### PROBLEM TO WORK ON
I'd like the line containing "Then point out" and every line below it, to the end of the material, repeated exactly and with nothing else.

### THE INPUT
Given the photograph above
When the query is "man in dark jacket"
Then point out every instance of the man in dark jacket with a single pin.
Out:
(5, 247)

### YOUR RESPONSE
Then point out every instance of the man in dark jacket with a single pin.
Out:
(5, 247)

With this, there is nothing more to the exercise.